▶ INSTRUCTIONS TO FOLLOW:
Find "of the sunglasses" in the data below; transcribe the line it appears on and each line after it, exactly, to the end, and nothing else.

(begin)

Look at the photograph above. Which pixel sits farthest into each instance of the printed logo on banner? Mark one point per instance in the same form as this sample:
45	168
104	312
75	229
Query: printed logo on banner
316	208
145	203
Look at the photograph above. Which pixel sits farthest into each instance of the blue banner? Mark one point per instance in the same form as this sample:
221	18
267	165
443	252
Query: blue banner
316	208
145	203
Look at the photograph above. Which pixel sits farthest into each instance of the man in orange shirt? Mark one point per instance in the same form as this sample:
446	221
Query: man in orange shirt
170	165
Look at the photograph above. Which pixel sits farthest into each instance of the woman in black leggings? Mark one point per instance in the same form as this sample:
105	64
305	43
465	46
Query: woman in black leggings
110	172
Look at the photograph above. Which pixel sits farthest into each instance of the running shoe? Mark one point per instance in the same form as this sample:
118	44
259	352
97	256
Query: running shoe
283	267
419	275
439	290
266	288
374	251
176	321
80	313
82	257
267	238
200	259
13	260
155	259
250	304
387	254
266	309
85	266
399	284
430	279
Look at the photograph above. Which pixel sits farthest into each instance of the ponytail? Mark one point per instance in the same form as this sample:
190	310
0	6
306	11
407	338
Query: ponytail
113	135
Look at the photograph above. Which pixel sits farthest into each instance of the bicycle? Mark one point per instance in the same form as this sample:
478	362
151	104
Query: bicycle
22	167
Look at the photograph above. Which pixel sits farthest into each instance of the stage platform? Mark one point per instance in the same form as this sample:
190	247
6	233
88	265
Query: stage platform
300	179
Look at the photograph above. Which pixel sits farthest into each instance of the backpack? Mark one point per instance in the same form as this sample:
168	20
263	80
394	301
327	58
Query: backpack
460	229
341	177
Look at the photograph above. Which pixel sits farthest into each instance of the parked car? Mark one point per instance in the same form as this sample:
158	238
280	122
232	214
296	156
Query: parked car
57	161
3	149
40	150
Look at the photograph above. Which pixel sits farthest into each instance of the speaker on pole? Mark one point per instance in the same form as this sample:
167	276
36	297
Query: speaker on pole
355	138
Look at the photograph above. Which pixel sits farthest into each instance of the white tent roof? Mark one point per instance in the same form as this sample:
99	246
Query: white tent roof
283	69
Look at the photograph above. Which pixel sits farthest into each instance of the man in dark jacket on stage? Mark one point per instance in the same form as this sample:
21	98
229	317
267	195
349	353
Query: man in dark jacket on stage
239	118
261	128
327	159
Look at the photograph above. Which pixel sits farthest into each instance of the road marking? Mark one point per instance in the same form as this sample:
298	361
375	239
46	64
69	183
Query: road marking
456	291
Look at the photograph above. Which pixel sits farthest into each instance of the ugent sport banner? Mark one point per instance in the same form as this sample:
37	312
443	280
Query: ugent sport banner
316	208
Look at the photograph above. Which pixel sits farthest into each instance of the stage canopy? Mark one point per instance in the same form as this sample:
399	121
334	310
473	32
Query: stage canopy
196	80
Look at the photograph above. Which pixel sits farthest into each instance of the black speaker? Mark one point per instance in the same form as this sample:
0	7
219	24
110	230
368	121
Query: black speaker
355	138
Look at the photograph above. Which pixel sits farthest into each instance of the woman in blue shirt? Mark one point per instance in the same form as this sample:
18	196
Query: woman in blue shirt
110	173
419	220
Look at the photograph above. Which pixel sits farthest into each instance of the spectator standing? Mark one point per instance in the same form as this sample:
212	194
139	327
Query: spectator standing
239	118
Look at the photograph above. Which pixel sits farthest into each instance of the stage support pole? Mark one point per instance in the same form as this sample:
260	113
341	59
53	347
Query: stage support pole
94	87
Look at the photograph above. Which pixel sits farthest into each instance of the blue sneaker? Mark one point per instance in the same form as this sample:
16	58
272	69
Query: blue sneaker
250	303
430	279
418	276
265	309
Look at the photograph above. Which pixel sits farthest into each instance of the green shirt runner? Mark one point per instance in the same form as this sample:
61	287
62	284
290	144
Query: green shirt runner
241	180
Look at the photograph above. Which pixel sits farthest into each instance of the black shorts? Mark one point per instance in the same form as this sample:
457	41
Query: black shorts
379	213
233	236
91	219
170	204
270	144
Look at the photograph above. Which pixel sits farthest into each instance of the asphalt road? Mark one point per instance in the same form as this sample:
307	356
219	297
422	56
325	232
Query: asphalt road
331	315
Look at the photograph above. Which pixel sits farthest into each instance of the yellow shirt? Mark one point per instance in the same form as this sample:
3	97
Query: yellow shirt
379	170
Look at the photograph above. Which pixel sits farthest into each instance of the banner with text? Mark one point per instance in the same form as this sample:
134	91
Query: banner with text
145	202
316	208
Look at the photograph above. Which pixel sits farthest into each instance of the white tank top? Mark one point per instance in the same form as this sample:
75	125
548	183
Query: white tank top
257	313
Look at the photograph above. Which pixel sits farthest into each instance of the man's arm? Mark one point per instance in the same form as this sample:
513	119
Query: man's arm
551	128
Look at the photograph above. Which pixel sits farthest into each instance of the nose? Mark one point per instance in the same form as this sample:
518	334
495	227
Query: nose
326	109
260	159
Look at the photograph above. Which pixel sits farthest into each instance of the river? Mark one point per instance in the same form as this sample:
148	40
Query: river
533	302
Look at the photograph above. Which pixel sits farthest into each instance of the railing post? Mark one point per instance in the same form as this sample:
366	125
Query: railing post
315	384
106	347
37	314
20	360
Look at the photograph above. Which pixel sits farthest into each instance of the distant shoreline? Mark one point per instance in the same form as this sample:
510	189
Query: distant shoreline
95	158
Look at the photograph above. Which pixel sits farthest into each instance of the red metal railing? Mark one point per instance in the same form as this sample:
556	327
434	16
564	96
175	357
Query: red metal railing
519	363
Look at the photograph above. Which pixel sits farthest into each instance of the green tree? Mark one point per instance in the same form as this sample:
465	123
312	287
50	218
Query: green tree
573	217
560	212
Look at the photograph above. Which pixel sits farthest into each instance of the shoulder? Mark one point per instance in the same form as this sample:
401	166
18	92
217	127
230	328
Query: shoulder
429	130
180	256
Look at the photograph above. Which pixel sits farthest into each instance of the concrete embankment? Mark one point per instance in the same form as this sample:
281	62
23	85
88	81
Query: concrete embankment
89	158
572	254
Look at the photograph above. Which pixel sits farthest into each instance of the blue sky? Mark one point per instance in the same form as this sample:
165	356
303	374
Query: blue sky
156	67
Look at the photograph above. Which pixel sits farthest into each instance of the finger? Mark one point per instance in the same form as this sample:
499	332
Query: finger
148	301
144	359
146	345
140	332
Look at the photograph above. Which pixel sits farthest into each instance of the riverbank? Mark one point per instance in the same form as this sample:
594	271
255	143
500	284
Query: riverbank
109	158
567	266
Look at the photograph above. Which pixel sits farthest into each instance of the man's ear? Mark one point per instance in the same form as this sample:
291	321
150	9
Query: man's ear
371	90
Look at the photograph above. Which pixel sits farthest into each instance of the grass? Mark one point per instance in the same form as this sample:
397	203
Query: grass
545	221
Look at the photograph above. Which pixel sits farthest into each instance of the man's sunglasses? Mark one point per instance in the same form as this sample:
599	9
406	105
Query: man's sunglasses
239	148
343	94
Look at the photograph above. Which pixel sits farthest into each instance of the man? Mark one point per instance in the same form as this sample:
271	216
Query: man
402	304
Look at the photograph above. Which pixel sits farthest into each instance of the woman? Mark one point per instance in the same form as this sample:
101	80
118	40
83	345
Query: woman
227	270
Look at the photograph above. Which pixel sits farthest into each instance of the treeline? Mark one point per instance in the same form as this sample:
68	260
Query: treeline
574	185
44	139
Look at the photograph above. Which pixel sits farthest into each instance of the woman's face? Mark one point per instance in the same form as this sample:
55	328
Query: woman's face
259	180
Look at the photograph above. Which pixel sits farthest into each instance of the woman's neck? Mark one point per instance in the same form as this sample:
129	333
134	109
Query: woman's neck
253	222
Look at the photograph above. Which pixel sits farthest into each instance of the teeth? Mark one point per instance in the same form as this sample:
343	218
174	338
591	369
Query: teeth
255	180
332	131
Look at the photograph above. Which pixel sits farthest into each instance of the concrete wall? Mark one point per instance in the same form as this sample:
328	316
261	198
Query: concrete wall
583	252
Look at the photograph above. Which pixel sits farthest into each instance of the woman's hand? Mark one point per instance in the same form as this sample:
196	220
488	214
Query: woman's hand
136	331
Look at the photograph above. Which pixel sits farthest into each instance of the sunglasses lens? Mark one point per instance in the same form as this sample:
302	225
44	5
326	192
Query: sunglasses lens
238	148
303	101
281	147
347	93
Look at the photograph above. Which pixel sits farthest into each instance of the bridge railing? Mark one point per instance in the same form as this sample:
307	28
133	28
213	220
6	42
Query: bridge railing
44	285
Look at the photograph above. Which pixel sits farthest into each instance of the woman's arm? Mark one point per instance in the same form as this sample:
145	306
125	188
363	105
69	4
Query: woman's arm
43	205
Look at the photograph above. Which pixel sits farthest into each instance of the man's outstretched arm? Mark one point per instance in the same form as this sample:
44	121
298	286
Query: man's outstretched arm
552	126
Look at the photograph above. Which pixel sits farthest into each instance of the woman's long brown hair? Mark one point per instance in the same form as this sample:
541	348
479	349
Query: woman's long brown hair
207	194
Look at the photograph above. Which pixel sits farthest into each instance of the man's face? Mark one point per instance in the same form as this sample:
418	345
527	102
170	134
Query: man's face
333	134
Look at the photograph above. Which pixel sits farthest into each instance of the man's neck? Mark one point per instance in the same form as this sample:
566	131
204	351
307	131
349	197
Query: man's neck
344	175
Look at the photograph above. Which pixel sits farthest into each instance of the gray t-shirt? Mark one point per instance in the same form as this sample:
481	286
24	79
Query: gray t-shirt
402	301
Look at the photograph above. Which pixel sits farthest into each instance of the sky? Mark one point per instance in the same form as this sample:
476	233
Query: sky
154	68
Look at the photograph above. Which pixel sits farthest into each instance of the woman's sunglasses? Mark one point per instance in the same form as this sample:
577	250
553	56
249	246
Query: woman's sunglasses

(end)

▶ FINISHED ANSWER:
Look at the photograph above. Which pixel sits farthest into each instance of the sunglasses lens? Mark one point per instance in the same form as this sample:
302	225
44	5
326	192
Query: sunglasses lens
238	148
303	101
281	147
347	93
Look at the photograph above. Which pixel sits farthest into each instance of the bridge railing? Mark one point per instance in the same form as this sample:
307	28
133	28
213	220
6	42
Query: bridge railing
44	285
Look at the photograph above. Which pixel sits farthest into each instance of the woman's arm? Mark one point per instance in the same form as this sample:
145	306
125	188
363	105
69	4
Query: woman's arm
43	205
Look at the photograph above. Which pixel sits farthest into each instance of the man's outstretched arm? Mark one point per instance in the same form as this sample:
44	121
298	286
Query: man's outstretched arm
552	126
Look at the photograph above. Which pixel sits farthest into each instance of the woman's long brown hair? Mark one point per instance in the same form as this sample:
541	348
479	349
Query: woman's long brown hair
207	194
Look at the photograph above. Which pixel sits farthest into each instance of the man's face? Mark one point per instance in the same form as this sample:
418	345
527	102
170	134
Query: man's face
333	134
Look at the photograph above. Which pixel sits farthest into each instance of the man's neck? Mark one point per instance in the same form as this sample:
566	131
204	351
307	131
349	197
Query: man's neck
344	175
Look at the photograph above. Which pixel sits farthest into each instance of the gray t-shirt? Mark one point per instance in the same form as this sample:
481	286
24	79
Query: gray t-shirt
402	301
Look at the photograph above. Which pixel sits farthest into each instance of the sky? Mark one point per instance in the same form as this sample:
476	233
Query: sky
154	68
Look at the photograph above. Which pixel sits farthest into each instance of the woman's sunglasses? Mark one point per instance in the same form as this sample:
577	250
553	56
249	246
Query: woman's sunglasses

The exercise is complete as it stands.